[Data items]
↓

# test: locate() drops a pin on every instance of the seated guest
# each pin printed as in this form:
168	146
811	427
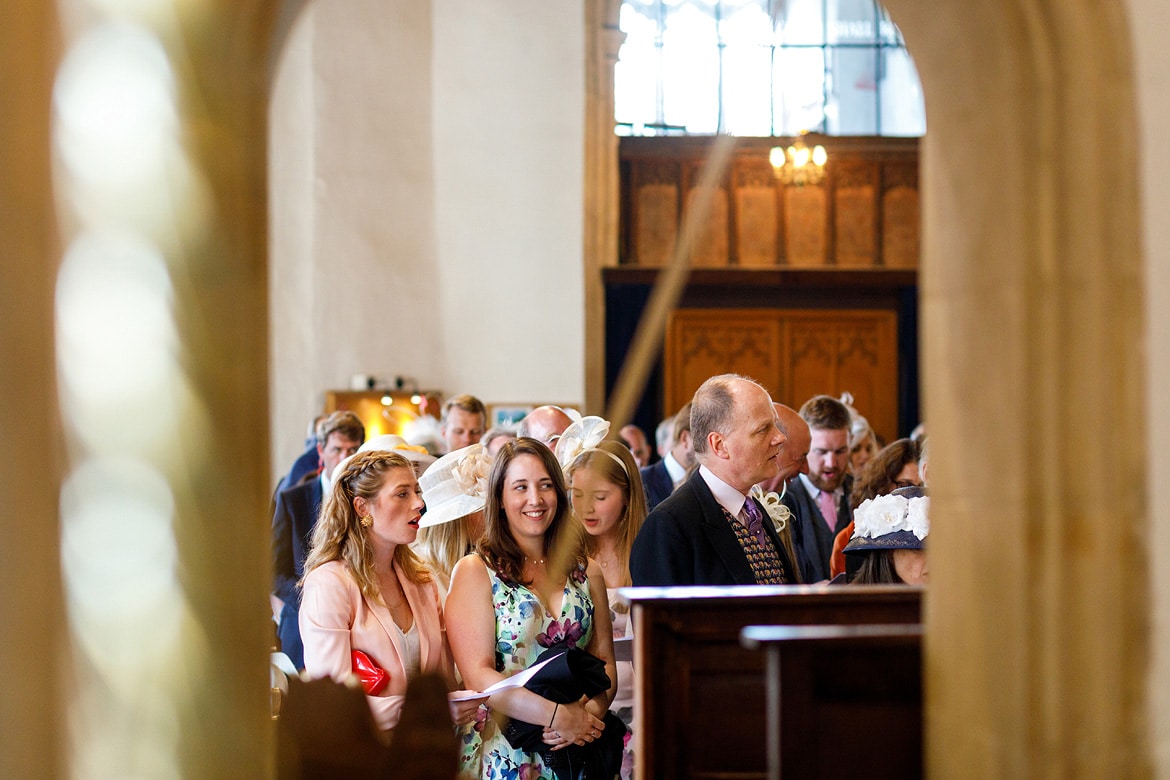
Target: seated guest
528	588
896	466
792	460
607	499
663	436
661	478
497	437
635	440
417	454
463	421
545	423
338	436
365	589
710	531
454	489
309	460
819	499
888	537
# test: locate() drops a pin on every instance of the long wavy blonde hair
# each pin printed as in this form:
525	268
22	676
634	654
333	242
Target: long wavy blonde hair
339	535
614	463
442	545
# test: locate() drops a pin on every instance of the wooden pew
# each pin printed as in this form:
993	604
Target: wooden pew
701	697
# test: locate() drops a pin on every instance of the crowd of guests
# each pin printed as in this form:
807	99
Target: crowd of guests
508	551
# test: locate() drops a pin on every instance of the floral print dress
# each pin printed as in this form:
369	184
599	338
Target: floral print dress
523	632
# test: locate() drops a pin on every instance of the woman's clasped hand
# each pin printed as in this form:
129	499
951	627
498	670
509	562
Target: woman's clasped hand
572	724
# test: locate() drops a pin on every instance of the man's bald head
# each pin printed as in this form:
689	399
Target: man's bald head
545	423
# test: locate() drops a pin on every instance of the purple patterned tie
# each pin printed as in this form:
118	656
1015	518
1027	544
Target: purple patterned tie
755	518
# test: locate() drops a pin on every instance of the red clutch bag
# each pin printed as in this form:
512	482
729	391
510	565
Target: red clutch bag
372	677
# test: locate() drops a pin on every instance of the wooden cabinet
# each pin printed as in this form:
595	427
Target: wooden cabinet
795	353
864	215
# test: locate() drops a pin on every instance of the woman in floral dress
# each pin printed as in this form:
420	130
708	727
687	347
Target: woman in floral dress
529	587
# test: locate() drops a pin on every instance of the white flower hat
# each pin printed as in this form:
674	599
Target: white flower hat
899	520
455	485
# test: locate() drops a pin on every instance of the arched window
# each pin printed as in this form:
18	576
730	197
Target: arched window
764	68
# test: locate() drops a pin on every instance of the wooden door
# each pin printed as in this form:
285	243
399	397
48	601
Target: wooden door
795	353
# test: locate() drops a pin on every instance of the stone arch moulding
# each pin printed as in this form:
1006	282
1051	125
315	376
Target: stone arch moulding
1038	640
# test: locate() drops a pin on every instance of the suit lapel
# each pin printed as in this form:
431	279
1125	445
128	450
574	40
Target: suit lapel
721	536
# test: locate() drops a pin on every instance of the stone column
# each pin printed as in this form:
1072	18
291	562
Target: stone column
33	651
603	39
1038	612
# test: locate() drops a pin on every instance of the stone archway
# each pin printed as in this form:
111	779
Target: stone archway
1038	616
1031	291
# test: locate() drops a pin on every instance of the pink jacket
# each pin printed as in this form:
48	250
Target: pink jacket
336	618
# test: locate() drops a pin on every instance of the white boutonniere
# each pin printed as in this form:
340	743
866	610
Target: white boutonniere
772	505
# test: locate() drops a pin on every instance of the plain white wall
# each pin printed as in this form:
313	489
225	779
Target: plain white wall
427	204
1149	21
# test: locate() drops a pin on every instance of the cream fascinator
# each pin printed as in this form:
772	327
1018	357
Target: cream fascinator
772	505
455	485
584	434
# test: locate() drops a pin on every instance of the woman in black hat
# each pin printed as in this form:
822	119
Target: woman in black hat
889	535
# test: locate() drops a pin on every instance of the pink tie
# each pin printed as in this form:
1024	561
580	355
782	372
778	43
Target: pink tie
827	509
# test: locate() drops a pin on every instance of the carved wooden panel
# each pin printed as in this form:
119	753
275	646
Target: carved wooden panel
900	227
855	213
756	215
710	248
795	353
864	215
806	226
655	209
703	343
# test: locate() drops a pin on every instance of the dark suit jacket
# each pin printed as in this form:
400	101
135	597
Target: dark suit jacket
688	540
811	536
658	483
296	513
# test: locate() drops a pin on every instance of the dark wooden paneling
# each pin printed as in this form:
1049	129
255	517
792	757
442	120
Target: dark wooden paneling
865	214
701	695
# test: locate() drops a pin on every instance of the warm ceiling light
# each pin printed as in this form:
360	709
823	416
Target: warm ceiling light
798	165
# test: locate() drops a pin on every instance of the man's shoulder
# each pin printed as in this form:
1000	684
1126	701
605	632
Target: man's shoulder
654	471
796	490
685	502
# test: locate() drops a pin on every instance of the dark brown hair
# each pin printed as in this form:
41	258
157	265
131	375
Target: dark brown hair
880	474
564	540
826	413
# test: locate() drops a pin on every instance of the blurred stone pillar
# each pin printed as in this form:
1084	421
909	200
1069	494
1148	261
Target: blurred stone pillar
33	650
162	330
1038	616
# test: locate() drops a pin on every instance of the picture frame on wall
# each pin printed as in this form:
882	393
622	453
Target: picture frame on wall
508	415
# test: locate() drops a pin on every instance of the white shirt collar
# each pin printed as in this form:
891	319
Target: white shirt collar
814	491
727	496
674	469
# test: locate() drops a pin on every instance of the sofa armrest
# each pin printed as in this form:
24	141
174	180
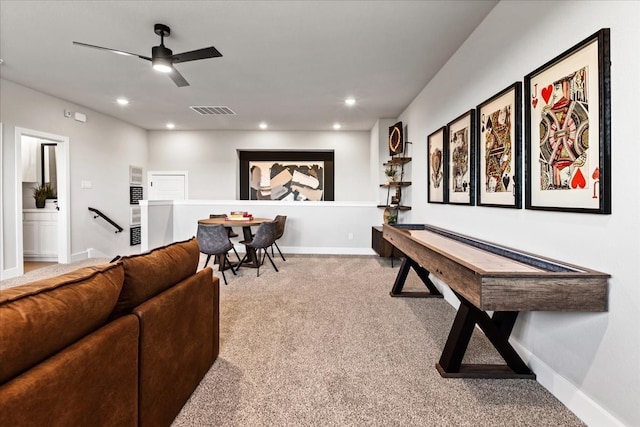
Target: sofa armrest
179	341
93	382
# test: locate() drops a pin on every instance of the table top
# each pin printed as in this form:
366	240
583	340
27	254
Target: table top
494	277
224	221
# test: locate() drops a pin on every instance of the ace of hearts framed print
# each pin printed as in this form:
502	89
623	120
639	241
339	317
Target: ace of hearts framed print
568	130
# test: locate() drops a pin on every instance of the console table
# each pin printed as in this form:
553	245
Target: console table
485	276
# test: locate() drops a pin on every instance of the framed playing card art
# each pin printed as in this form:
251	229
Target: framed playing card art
460	149
499	159
568	130
436	165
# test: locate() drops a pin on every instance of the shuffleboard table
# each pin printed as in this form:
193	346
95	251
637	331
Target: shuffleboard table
489	277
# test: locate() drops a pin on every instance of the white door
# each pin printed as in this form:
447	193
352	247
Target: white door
168	185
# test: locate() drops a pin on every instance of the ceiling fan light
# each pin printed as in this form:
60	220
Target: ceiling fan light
162	64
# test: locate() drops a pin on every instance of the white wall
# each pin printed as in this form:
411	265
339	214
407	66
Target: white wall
101	151
589	360
311	227
211	158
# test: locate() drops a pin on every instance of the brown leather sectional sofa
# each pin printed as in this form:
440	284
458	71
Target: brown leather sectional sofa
121	344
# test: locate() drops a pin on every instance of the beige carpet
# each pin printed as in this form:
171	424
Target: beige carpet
321	343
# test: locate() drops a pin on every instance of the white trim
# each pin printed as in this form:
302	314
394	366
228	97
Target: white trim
64	192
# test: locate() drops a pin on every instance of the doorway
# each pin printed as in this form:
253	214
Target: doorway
61	165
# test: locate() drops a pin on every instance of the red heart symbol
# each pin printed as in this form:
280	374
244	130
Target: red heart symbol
578	180
546	93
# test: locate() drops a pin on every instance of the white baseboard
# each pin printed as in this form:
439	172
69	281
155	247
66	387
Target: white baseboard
79	256
10	273
572	397
317	251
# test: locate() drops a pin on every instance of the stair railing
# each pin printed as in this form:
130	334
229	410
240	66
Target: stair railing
106	218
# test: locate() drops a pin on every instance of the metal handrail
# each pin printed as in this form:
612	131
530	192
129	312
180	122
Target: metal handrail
106	218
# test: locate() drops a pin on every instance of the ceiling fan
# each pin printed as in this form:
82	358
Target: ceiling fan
162	58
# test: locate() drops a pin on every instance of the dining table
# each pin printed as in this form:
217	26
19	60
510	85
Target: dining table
246	224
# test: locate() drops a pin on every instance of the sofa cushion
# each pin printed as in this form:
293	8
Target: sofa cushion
148	274
40	318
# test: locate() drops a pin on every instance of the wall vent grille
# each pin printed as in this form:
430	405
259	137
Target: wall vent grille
217	110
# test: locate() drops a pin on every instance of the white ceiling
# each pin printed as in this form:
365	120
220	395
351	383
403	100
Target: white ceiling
288	63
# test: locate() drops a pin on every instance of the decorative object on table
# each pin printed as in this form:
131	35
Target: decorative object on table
286	175
42	192
396	139
461	154
436	166
238	216
568	130
499	131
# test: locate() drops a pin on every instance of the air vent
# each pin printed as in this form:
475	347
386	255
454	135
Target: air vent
218	110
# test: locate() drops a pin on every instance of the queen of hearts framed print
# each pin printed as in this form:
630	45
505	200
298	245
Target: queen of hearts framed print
499	131
568	130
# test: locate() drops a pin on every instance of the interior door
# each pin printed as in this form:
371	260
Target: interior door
167	185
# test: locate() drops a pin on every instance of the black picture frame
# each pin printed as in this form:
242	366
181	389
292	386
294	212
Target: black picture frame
247	156
460	149
568	130
499	149
135	195
396	139
437	178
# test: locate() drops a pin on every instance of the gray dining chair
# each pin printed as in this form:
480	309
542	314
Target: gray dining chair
230	231
264	237
214	240
280	220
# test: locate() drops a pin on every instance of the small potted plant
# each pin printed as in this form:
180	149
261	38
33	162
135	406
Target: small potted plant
391	173
42	192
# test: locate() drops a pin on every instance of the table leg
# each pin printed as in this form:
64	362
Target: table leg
497	329
408	263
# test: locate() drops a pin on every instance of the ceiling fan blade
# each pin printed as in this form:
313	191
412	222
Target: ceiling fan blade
207	52
119	52
177	78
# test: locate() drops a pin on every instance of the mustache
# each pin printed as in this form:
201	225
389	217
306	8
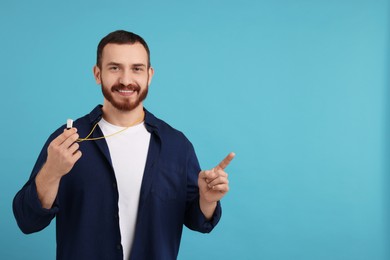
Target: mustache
132	87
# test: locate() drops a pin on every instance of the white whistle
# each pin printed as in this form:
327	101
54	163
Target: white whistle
69	124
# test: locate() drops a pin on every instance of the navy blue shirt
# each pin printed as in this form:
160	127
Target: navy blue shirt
86	207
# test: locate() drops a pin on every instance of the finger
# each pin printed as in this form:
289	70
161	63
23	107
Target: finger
221	187
225	162
70	140
77	155
62	137
73	148
217	181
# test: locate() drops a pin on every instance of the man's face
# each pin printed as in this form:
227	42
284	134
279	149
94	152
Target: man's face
124	75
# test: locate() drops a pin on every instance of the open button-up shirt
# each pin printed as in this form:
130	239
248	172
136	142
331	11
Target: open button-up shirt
86	207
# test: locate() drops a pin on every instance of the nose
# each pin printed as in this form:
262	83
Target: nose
126	78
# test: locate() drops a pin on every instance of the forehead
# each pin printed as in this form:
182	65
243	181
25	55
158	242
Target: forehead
124	53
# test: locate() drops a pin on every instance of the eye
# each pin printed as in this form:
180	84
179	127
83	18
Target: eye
113	68
138	69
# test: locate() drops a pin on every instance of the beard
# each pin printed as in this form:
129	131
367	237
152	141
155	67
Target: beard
124	104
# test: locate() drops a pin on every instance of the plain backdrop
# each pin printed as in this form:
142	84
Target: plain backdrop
298	89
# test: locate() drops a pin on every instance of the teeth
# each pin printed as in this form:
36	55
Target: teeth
126	91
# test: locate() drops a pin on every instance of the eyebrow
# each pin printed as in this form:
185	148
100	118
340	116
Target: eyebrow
119	64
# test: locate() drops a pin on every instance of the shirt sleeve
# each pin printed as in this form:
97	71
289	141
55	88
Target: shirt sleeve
194	218
28	211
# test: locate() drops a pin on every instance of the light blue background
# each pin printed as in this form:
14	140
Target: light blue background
298	89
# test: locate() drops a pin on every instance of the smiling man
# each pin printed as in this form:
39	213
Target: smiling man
121	183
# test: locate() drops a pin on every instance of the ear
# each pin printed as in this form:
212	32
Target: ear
96	73
151	73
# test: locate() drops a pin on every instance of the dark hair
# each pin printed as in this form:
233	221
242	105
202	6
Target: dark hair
120	37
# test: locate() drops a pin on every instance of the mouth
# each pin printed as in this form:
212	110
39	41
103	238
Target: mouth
126	91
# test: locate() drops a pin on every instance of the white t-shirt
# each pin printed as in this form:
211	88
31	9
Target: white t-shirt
128	150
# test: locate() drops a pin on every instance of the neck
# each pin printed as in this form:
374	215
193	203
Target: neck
123	118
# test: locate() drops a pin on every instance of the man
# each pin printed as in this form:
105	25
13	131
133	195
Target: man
122	182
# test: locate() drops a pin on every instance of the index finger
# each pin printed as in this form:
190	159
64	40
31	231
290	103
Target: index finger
225	162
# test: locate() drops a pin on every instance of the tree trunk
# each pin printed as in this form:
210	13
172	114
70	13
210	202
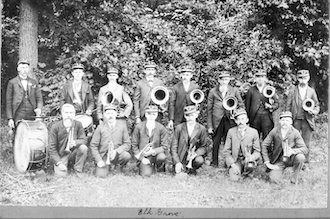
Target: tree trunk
28	34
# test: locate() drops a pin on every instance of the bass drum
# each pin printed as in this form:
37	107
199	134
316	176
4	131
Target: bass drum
31	141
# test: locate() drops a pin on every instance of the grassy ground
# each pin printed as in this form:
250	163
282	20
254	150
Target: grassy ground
211	188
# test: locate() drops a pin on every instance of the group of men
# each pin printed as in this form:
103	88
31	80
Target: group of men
112	147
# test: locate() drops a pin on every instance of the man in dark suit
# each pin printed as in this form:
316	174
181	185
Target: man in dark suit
142	92
23	97
303	120
78	92
218	118
258	107
110	144
67	143
189	143
180	97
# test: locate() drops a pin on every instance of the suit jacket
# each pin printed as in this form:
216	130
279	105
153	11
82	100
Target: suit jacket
103	135
159	135
179	99
142	95
15	94
180	141
272	145
118	93
234	142
58	138
86	93
253	100
215	109
293	100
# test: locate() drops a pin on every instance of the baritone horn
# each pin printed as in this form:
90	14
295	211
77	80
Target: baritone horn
196	96
308	104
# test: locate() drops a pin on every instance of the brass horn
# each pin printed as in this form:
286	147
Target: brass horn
160	95
308	104
196	96
230	103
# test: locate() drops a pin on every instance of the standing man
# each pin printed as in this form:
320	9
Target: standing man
142	93
258	107
150	138
67	143
23	97
120	97
189	143
180	97
284	147
303	120
242	147
78	92
218	118
110	144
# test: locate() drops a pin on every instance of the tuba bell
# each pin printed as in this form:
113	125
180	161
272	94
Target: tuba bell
196	96
308	104
160	95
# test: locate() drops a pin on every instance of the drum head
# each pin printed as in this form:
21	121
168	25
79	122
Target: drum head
22	147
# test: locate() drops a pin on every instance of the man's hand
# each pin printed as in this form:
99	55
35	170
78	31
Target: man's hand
11	123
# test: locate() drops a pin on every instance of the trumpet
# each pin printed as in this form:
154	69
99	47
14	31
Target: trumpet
308	104
196	96
146	148
110	151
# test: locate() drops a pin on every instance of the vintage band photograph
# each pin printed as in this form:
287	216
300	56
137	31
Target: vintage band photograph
164	109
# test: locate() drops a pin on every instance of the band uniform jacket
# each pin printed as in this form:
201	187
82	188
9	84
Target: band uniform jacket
293	100
118	93
15	94
58	138
142	95
272	145
102	136
253	100
215	109
180	141
159	135
248	142
179	99
86	93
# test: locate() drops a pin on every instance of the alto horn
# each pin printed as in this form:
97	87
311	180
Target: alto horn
308	104
230	103
160	95
196	96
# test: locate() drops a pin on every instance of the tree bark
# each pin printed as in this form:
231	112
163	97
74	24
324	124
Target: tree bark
28	34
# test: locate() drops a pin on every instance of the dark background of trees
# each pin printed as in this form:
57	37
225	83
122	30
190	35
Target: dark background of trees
241	36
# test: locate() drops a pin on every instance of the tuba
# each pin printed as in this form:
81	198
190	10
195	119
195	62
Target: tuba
160	95
196	96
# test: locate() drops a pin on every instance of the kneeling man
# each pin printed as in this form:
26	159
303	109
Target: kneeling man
284	147
110	143
242	147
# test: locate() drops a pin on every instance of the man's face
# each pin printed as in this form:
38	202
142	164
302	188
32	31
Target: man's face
23	70
78	74
151	116
110	115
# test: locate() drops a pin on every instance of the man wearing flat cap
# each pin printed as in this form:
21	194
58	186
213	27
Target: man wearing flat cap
242	147
110	143
218	118
260	108
23	96
188	147
150	141
180	97
142	92
119	97
303	103
78	92
284	147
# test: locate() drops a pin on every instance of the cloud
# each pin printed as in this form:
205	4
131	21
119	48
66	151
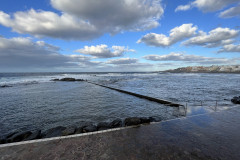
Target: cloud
230	48
183	8
86	19
102	51
122	61
176	34
231	12
207	5
216	37
22	52
49	24
180	57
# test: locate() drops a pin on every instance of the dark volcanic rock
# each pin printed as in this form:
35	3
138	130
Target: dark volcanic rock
103	126
2	140
132	121
91	128
34	135
5	86
116	123
155	119
145	120
55	79
69	131
10	135
68	79
236	100
79	130
19	136
53	132
83	124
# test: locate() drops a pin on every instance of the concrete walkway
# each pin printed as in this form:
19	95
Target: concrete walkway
210	136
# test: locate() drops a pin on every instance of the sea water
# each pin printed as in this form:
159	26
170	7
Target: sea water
32	101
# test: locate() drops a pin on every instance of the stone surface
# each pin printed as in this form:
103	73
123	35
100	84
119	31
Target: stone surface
116	123
206	137
155	119
103	126
90	128
69	131
236	100
145	120
79	130
5	86
68	79
35	135
18	136
132	121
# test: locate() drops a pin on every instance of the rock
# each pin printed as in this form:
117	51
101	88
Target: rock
79	130
103	126
19	136
83	124
10	134
116	123
236	100
2	140
4	86
53	132
132	121
68	79
56	79
69	131
91	128
145	120
34	135
155	119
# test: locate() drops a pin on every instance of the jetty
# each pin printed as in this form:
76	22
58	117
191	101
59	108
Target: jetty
208	136
161	101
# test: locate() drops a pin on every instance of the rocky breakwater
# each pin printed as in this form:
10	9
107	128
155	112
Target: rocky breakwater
83	127
236	100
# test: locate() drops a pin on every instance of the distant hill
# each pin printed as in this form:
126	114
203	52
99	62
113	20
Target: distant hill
211	69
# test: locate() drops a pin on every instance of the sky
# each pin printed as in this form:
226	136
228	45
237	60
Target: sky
117	35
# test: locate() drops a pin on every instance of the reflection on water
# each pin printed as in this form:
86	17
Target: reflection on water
45	104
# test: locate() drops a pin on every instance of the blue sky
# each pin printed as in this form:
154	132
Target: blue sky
123	35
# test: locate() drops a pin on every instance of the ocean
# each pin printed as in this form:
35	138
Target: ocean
31	101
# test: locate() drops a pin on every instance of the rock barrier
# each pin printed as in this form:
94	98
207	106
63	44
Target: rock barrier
83	128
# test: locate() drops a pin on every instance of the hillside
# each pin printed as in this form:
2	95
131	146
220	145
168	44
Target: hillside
210	69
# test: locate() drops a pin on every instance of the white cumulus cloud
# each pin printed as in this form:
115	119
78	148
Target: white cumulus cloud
122	61
231	12
207	5
180	57
103	51
86	19
183	7
216	37
20	52
176	34
230	48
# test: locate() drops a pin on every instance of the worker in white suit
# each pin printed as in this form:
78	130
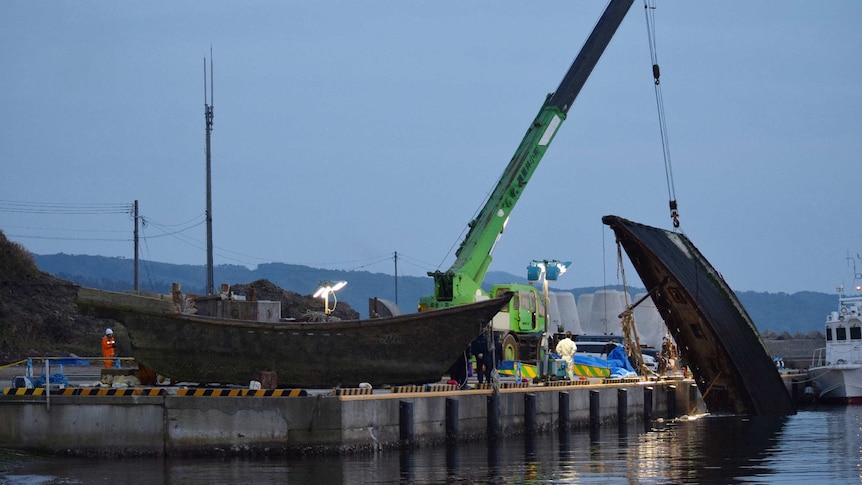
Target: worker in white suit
567	348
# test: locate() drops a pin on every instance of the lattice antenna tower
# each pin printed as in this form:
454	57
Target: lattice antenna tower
208	114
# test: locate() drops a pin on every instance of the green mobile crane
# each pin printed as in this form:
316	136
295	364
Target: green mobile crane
522	325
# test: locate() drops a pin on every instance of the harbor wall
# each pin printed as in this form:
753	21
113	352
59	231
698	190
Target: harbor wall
175	425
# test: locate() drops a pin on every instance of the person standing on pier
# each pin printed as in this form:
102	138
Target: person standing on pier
567	348
108	344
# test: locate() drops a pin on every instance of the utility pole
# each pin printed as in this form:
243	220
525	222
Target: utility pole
137	285
396	277
208	114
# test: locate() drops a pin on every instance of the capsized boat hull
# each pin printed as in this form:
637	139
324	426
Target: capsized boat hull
715	335
415	348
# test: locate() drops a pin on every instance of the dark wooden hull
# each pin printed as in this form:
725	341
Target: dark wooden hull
714	333
416	348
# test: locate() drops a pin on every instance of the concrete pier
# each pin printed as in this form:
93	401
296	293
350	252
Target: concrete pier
168	422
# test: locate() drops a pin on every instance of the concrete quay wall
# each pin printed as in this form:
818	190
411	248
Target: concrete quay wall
175	425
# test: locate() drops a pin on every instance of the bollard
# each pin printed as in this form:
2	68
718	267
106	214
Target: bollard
451	418
648	391
530	412
622	405
595	408
405	421
494	416
671	401
564	410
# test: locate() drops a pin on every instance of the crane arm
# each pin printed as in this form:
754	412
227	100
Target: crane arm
462	282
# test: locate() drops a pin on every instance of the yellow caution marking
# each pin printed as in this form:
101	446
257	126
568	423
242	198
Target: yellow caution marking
205	392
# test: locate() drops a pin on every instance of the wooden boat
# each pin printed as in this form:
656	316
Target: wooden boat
414	348
713	332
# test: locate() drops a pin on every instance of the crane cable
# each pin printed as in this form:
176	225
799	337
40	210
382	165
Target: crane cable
649	9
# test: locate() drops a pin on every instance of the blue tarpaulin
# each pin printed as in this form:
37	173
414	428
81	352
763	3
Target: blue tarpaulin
617	362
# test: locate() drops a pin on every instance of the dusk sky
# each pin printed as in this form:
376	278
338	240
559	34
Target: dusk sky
345	131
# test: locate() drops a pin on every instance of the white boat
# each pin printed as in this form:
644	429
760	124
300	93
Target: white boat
837	369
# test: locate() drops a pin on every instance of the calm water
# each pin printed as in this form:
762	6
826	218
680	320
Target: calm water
816	446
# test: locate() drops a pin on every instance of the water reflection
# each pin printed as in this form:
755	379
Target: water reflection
810	447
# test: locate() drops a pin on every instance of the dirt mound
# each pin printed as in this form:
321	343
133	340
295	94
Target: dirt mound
293	305
38	315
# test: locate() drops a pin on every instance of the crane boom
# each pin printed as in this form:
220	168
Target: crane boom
462	282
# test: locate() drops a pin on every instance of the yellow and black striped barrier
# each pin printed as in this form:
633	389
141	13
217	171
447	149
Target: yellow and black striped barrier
85	391
504	385
407	388
207	392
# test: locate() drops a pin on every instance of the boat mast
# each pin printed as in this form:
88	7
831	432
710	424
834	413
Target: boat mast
208	114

↑

> Problem requirements
Give the lines from the one containing "the water reflection" through the end of the entries again, exactly as written and with no other lines.

> The answer
# test: locate() drops a pin on every instance of the water reflection
# each pin printed as in this form:
755	379
Target: water reflection
810	447
# test: locate() drops a pin on every instance of the dirt mound
# each pin printed as in this form:
321	343
133	340
295	94
Target: dirt mound
293	305
38	315
# test: locate() drops a pin on every instance of the crane boom
# each pin printed as in this form:
220	168
Target: crane boom
462	282
# test: locate() drops a pin on every instance of the yellow and black striped barrier
# each pin printed as in this form:
633	389
141	13
217	171
447	149
Target: yellow and black striped barrier
85	391
504	385
407	388
207	392
# test: locate() drops a pin on every instance of the boat mast
# each pin printed as in this form:
88	7
831	432
710	424
834	413
Target: boat mast
208	114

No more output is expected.